#### Required task:
Set out every line of the data below as a numbered list, skipping any blank lines and leaving out the pictures.

#### Entries provided:
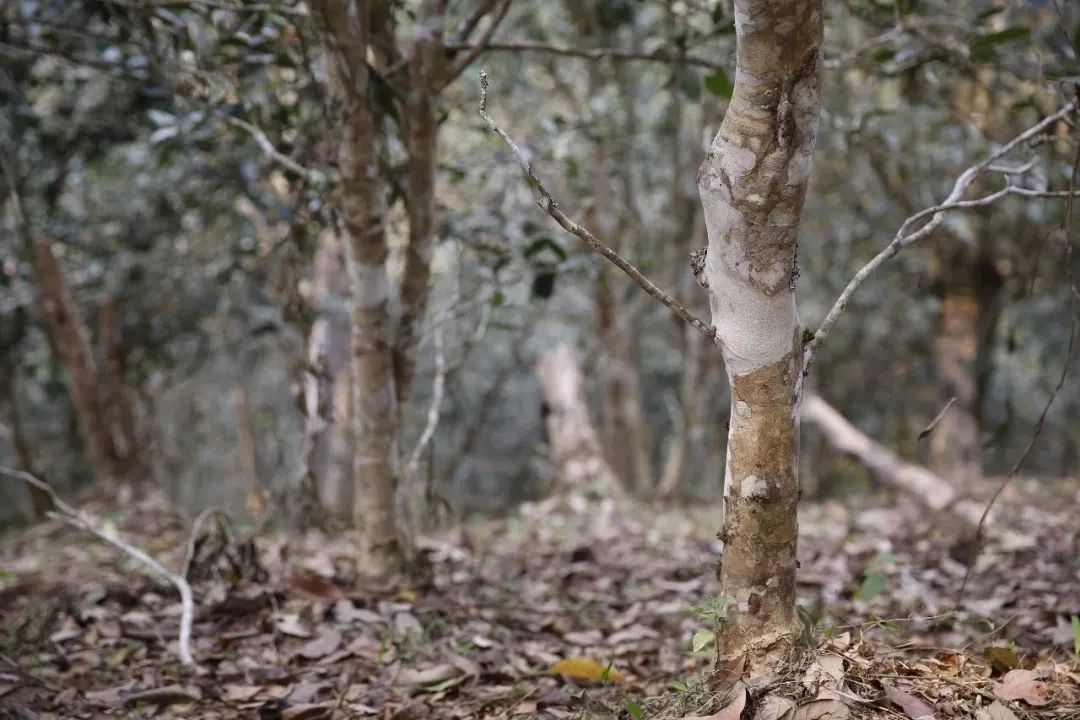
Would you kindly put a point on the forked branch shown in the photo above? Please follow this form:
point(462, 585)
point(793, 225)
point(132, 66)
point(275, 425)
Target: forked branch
point(906, 235)
point(77, 518)
point(550, 206)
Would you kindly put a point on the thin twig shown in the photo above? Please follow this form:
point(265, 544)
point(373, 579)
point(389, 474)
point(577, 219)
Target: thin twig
point(80, 519)
point(268, 148)
point(591, 53)
point(906, 236)
point(550, 206)
point(1074, 297)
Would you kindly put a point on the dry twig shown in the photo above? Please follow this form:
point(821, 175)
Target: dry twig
point(550, 206)
point(77, 518)
point(935, 215)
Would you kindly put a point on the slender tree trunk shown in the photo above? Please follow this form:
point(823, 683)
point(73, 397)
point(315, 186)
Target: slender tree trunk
point(118, 401)
point(326, 382)
point(955, 449)
point(577, 457)
point(753, 185)
point(375, 411)
point(71, 341)
point(39, 499)
point(421, 141)
point(626, 436)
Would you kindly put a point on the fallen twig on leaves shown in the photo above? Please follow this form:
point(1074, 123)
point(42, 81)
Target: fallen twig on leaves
point(77, 518)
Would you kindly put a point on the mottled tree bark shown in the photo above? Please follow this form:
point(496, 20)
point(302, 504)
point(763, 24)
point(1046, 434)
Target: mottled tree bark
point(427, 66)
point(375, 412)
point(955, 448)
point(753, 185)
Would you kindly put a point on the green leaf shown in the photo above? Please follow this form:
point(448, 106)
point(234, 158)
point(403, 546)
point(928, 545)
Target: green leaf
point(873, 585)
point(719, 84)
point(543, 243)
point(982, 48)
point(702, 639)
point(688, 82)
point(1076, 635)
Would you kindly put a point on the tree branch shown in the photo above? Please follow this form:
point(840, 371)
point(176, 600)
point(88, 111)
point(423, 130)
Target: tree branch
point(907, 236)
point(593, 54)
point(77, 518)
point(484, 43)
point(550, 206)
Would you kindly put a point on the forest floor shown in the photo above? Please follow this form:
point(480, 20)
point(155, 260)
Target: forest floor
point(604, 596)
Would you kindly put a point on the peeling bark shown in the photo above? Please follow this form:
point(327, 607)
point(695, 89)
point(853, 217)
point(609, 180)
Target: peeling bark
point(753, 185)
point(929, 489)
point(421, 141)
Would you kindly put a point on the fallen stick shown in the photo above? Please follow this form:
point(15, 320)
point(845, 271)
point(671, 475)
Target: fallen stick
point(77, 518)
point(887, 466)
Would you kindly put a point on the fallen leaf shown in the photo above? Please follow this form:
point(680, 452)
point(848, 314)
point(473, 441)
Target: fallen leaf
point(166, 695)
point(289, 624)
point(428, 676)
point(1001, 659)
point(914, 707)
point(1022, 684)
point(819, 709)
point(995, 711)
point(585, 668)
point(239, 693)
point(307, 711)
point(328, 640)
point(315, 587)
point(773, 707)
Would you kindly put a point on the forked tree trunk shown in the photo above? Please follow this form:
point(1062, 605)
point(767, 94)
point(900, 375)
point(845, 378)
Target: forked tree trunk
point(375, 413)
point(578, 460)
point(752, 186)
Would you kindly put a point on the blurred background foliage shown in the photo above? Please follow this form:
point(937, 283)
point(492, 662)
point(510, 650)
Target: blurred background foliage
point(176, 157)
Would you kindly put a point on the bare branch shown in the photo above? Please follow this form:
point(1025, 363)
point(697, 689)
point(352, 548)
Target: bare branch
point(592, 53)
point(437, 391)
point(482, 44)
point(550, 206)
point(77, 518)
point(268, 148)
point(907, 236)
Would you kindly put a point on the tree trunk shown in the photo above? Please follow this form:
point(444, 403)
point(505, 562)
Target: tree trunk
point(326, 381)
point(753, 185)
point(71, 341)
point(375, 411)
point(421, 143)
point(577, 457)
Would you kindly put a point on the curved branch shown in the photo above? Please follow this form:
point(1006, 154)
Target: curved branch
point(550, 206)
point(907, 236)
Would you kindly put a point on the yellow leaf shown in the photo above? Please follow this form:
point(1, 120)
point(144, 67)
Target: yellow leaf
point(584, 668)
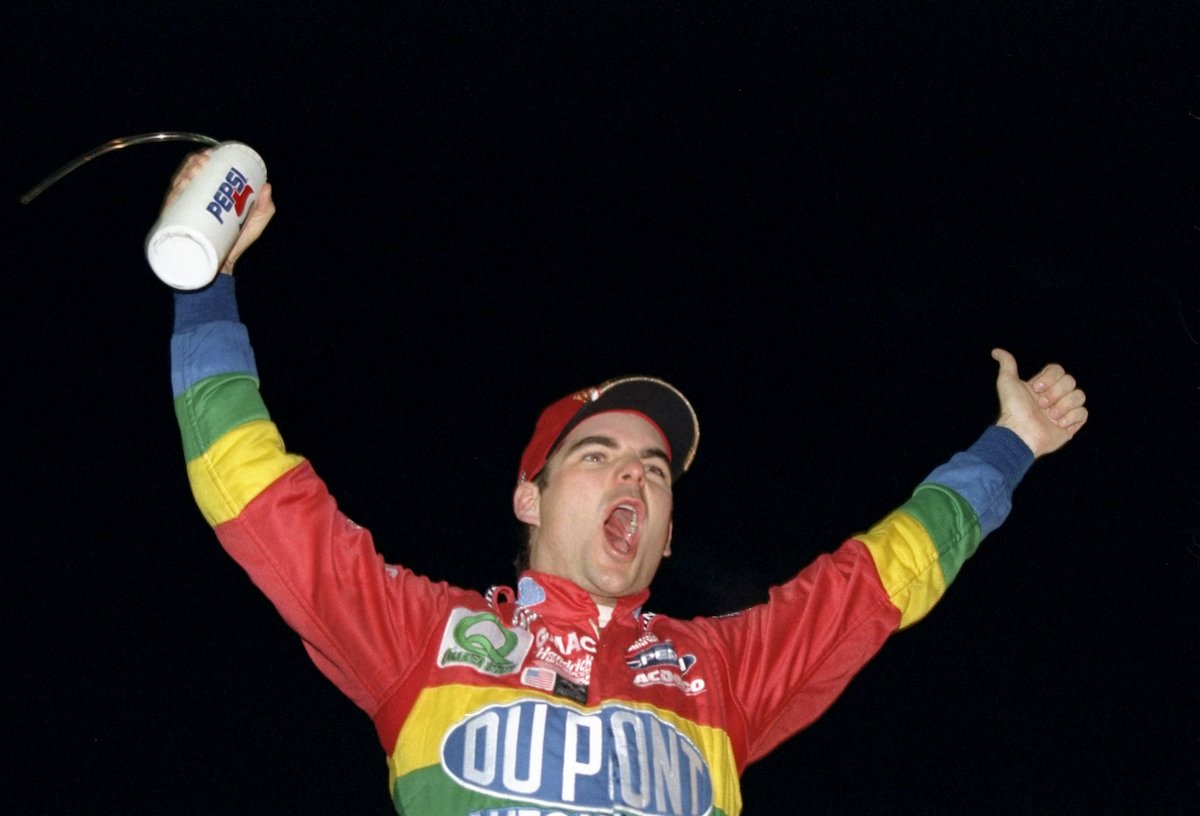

#### Written response:
1. Would you kindly put a point on the forked branch shown in the photo above? Please follow this form:
2. point(462, 585)
3. point(793, 225)
4. point(132, 66)
5. point(275, 425)
6. Target: forked branch
7. point(906, 235)
8. point(77, 518)
9. point(550, 206)
10. Would you kindly put a point on the thin twig shown in the photo above? Please follow this form:
11. point(265, 544)
12. point(373, 579)
13. point(389, 474)
14. point(577, 219)
15. Target: thin twig
16. point(80, 519)
17. point(268, 148)
18. point(591, 53)
19. point(906, 236)
20. point(550, 206)
21. point(1074, 297)
22. Would you kindly put a point on the dry twig shown in the photo above? Please follow this form:
23. point(821, 175)
24. Target: dry twig
25. point(550, 206)
26. point(77, 518)
27. point(935, 215)
28. Would you kindly put a point on the slender tree trunk shown in the photo above? Please follow this form:
29. point(823, 683)
30. point(73, 397)
31. point(315, 186)
32. Target: slender tree trunk
33. point(118, 401)
34. point(326, 382)
35. point(955, 449)
36. point(577, 457)
37. point(753, 185)
38. point(375, 411)
39. point(71, 341)
40. point(39, 499)
41. point(421, 141)
42. point(626, 436)
43. Would you kindly put a point on the fallen twig on leaves shown in the photo above? Please follow this form:
44. point(1074, 123)
45. point(42, 81)
46. Target: fallen twig on leaves
47. point(77, 518)
48. Would you kindly put a point on the mottled tree bark shown in the photo above? Please follow this form:
49. point(496, 20)
50. point(302, 504)
51. point(763, 24)
52. point(1046, 434)
53. Target: mottled tree bark
54. point(427, 66)
55. point(375, 412)
56. point(955, 448)
57. point(753, 185)
58. Would you kindly put a point on the green leaf shown in the photo above? Please follow this form:
59. point(448, 106)
60. point(234, 158)
61. point(403, 546)
62. point(928, 545)
63. Target: green leaf
64. point(873, 585)
65. point(719, 84)
66. point(543, 243)
67. point(982, 48)
68. point(702, 639)
69. point(688, 82)
70. point(1076, 635)
71. Would you kindly put a point on the tree branch shown in the photo above? Please follow this form:
72. point(840, 371)
73. point(176, 600)
74. point(88, 111)
75. point(423, 130)
76. Target: tree branch
77. point(907, 236)
78. point(593, 54)
79. point(77, 518)
80. point(484, 43)
81. point(550, 206)
82. Would you kindly put a point on the forest floor shown in the photo above? Please follow this form:
83. point(480, 20)
84. point(155, 260)
85. Target: forest floor
86. point(604, 596)
87. Would you kindly put a point on the peeling bark shown in the photo above? Please follow this form:
88. point(327, 607)
89. point(695, 89)
90. point(853, 217)
91. point(609, 180)
92. Target: peeling bark
93. point(753, 185)
94. point(929, 489)
95. point(421, 141)
96. Would you kindly put a point on the fallen stick shown in the photo above? Please follow this form:
97. point(15, 320)
98. point(845, 271)
99. point(671, 475)
100. Target: fallen stick
101. point(77, 518)
102. point(887, 466)
103. Would you kindly put a point on the fallen leaf shown in the photo above? Please follow this form:
104. point(680, 452)
105. point(848, 314)
106. point(473, 441)
107. Target: fallen leaf
108. point(166, 695)
109. point(289, 624)
110. point(428, 676)
111. point(1001, 659)
112. point(914, 707)
113. point(1022, 684)
114. point(819, 709)
115. point(995, 711)
116. point(585, 668)
117. point(239, 693)
118. point(307, 711)
119. point(328, 640)
120. point(315, 587)
121. point(773, 707)
122. Would you kindly put a point on the forked tree trunk shown in the photo above? Please follow this form:
123. point(1062, 605)
124. point(767, 94)
125. point(900, 375)
126. point(845, 378)
127. Target: forked tree trunk
128. point(375, 413)
129. point(578, 460)
130. point(752, 186)
131. Would you kindly put a point on the blurred background foliage shown in the photo above? Please follow this form:
132. point(937, 283)
133. point(492, 662)
134. point(510, 650)
135. Target: blurred background foliage
136. point(176, 157)
137. Would you kindly put a point on the bare branch shown in the photo above? Please follow this form:
138. point(1025, 363)
139. point(697, 689)
140. point(352, 548)
141. Target: bare branch
142. point(592, 53)
143. point(437, 391)
144. point(482, 44)
145. point(550, 206)
146. point(77, 518)
147. point(268, 148)
148. point(907, 236)
149. Would you kindly put a point on the tree trunk shown in the photo above? Please follow this form:
150. point(444, 403)
151. point(505, 562)
152. Target: tree trunk
153. point(326, 381)
154. point(753, 185)
155. point(71, 341)
156. point(375, 411)
157. point(421, 143)
158. point(577, 457)
159. Would you kindly put a point on the curved branch shown in the photo above? Please follow this form:
160. point(1006, 154)
161. Target: curved branch
162. point(550, 206)
163. point(907, 236)
164. Would you kindly put a point on the yellow leaf shown in the photo above? Please follow this form:
165. point(1, 120)
166. point(144, 67)
167. Target: yellow leaf
168. point(584, 668)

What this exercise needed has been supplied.